=== WHAT THE EXERCISE ASKS ===
Please format the material below as a JSON list of strings, one string per line and no entries for blank lines, starting at the line that contains "Question. Point out each instance of the atv seat" and ending at the end of the material. Leave the pictures out.

--- SOURCE MATERIAL ---

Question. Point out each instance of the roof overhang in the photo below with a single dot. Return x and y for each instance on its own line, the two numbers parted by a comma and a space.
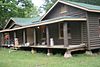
45, 23
77, 6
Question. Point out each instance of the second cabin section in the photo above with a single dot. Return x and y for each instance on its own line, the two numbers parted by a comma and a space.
66, 25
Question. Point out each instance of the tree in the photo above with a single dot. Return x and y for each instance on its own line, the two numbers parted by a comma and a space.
16, 8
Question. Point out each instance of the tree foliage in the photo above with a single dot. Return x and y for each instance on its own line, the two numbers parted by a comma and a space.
16, 8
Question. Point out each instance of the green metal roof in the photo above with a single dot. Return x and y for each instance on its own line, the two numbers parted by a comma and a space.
88, 6
25, 21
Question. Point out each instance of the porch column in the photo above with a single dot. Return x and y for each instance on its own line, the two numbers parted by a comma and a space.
47, 36
24, 36
65, 30
34, 37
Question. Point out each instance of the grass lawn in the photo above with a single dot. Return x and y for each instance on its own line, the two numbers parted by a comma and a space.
26, 59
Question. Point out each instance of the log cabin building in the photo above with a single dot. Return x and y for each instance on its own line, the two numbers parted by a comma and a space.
66, 25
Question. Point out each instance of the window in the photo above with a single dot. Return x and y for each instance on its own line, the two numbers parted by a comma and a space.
61, 34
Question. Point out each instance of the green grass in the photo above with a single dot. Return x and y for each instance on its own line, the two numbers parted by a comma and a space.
26, 59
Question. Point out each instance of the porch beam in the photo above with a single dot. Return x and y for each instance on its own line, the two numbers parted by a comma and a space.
2, 39
34, 36
14, 34
24, 36
65, 30
47, 36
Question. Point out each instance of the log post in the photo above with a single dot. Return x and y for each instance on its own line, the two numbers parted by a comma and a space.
47, 36
65, 30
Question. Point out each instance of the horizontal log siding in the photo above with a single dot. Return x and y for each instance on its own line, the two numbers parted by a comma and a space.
67, 11
84, 32
93, 22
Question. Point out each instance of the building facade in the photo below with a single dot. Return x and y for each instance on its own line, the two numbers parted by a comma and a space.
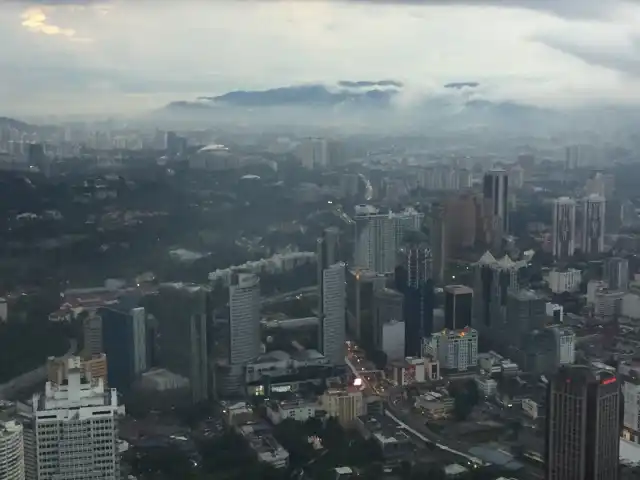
564, 227
71, 431
583, 424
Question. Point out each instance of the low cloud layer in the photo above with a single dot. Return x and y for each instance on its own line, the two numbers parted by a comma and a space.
136, 54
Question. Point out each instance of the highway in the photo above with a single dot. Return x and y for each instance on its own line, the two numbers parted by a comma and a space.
359, 373
29, 379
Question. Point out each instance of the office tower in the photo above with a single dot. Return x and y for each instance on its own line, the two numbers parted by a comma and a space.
71, 431
494, 279
564, 227
92, 331
454, 349
461, 223
565, 349
244, 319
583, 424
11, 451
593, 214
616, 273
526, 312
361, 285
379, 236
439, 245
180, 311
124, 340
332, 324
458, 306
496, 195
388, 307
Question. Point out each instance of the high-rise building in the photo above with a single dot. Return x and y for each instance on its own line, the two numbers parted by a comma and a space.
124, 340
11, 451
244, 319
333, 324
583, 424
379, 236
616, 273
454, 349
526, 312
496, 198
439, 242
494, 279
71, 431
180, 311
458, 306
564, 227
593, 215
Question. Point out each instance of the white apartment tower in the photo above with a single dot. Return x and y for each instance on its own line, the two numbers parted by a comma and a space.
564, 227
11, 451
333, 322
244, 319
593, 215
71, 431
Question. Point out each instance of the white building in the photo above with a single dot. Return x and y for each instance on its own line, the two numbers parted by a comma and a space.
564, 281
244, 319
454, 349
564, 227
11, 451
333, 321
378, 236
555, 311
593, 216
71, 431
313, 153
298, 409
565, 340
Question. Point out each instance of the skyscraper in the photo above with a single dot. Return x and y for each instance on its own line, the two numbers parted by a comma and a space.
616, 273
244, 319
593, 215
458, 306
181, 314
124, 339
332, 323
71, 431
583, 424
564, 227
496, 198
11, 451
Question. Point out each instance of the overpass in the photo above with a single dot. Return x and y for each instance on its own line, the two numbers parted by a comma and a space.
470, 458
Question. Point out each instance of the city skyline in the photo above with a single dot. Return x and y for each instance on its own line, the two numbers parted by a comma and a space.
101, 51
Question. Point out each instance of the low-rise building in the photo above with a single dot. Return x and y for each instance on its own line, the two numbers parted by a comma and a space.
435, 404
296, 409
392, 440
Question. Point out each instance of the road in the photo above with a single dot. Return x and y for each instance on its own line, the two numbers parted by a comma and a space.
29, 379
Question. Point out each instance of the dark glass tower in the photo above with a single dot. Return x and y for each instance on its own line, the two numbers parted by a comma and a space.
582, 439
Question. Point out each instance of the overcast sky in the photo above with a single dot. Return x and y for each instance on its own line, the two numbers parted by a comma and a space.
82, 56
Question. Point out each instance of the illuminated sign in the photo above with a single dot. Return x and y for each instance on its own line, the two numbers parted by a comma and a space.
281, 388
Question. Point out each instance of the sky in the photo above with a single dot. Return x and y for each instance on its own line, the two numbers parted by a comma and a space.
119, 56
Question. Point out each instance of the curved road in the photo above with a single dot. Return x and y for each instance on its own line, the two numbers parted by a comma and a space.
33, 377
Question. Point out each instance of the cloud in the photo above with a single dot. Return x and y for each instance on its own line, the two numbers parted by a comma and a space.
35, 20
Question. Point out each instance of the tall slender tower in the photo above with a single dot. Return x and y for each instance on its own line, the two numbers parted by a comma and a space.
582, 440
564, 227
593, 214
496, 195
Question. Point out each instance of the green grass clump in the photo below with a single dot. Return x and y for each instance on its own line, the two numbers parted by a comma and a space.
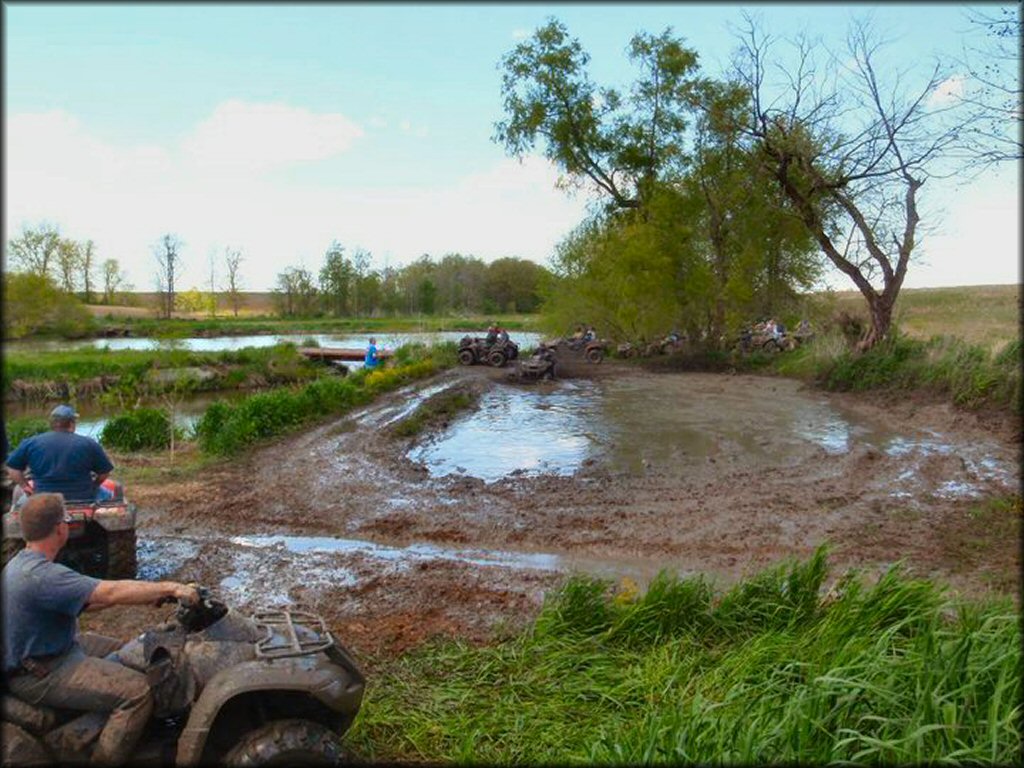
140, 429
971, 375
436, 410
226, 428
770, 672
19, 429
132, 369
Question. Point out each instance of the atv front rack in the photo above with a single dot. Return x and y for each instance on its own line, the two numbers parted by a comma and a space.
286, 641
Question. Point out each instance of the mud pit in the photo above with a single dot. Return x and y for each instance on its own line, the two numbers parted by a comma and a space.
461, 531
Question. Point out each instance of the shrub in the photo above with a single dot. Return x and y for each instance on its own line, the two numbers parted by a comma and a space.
19, 429
34, 304
141, 429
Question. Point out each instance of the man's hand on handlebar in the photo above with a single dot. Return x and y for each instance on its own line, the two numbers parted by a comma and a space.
184, 594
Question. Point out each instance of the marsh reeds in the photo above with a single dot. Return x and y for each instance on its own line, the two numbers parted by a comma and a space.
775, 670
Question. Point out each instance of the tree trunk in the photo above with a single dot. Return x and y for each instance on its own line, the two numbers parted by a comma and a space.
881, 308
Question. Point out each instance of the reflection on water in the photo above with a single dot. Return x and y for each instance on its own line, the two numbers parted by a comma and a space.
517, 429
221, 343
94, 415
629, 425
677, 424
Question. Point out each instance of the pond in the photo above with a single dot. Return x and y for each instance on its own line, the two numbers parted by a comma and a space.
221, 343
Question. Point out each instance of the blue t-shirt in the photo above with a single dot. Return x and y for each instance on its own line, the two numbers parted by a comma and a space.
41, 603
60, 463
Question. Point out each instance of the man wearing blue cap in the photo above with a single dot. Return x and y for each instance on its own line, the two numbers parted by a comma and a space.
61, 462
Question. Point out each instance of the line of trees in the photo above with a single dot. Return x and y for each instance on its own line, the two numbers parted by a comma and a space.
72, 265
347, 286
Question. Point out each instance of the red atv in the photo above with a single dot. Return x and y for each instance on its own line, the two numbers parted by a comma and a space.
101, 539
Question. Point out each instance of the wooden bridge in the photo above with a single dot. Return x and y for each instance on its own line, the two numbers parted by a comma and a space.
340, 353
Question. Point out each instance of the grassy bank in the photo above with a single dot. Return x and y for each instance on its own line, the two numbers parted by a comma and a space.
768, 672
78, 371
970, 375
985, 315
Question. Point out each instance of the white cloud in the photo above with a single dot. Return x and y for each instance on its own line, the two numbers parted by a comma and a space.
948, 92
125, 198
413, 129
256, 137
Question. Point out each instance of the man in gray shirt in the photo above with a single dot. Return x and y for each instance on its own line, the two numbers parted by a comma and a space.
44, 658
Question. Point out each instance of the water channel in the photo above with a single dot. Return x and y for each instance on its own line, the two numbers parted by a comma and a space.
221, 343
676, 424
95, 415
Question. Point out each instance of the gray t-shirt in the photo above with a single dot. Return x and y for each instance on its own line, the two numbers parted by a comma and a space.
41, 603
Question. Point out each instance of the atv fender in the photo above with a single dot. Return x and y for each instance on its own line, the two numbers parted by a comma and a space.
116, 517
331, 684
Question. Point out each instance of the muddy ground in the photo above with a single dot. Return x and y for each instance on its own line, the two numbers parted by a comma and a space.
339, 518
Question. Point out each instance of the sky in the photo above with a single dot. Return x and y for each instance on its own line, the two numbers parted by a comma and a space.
278, 129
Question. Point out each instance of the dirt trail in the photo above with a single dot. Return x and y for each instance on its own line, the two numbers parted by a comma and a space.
726, 514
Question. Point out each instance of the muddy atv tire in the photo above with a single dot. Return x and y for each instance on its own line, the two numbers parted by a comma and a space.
121, 556
288, 742
10, 548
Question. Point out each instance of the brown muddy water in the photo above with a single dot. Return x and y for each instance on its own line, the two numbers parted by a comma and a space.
464, 529
632, 425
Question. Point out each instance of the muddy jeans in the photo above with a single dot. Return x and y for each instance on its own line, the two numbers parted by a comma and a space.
83, 679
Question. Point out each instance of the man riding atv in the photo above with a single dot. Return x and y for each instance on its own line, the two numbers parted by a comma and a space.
44, 658
61, 462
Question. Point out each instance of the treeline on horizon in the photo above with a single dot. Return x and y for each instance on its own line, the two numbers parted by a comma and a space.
49, 278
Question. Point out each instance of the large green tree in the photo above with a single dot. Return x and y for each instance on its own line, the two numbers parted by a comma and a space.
623, 144
850, 143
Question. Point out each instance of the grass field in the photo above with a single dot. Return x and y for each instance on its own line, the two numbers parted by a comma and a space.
770, 672
987, 315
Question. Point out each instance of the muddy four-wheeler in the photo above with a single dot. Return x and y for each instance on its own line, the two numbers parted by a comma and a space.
539, 367
273, 688
475, 349
101, 538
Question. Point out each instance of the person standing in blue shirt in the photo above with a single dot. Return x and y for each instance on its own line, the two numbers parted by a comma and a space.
372, 360
61, 462
46, 660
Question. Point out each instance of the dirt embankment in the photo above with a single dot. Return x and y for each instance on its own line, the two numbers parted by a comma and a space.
457, 556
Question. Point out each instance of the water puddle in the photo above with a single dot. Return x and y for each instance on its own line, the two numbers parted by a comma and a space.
264, 568
678, 424
220, 343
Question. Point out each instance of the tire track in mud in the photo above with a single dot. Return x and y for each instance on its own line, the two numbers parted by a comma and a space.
420, 570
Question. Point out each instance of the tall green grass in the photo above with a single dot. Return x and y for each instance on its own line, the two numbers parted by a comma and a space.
769, 672
139, 429
19, 429
278, 364
969, 374
226, 428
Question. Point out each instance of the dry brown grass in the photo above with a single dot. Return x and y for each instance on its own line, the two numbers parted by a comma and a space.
987, 315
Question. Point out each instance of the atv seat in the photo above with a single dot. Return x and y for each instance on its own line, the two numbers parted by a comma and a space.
36, 719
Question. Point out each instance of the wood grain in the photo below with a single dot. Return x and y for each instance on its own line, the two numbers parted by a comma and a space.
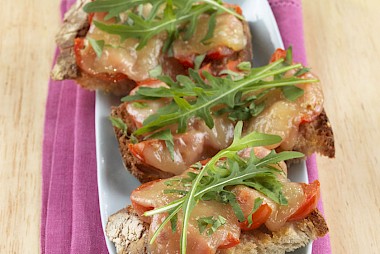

---

=== RESPONSE ===
[
  "Question. Point out each instance of the atv seat in the photo above with a single dot. Return x and y for each instance on its own line, the two numbers parted by a comma and a space.",
  "36, 719",
  "Question. Point out each instance of the wood grain in the photo below with a single dot. Return x and y for each instance on its own line, the two numbers parted by a comma and a space."
]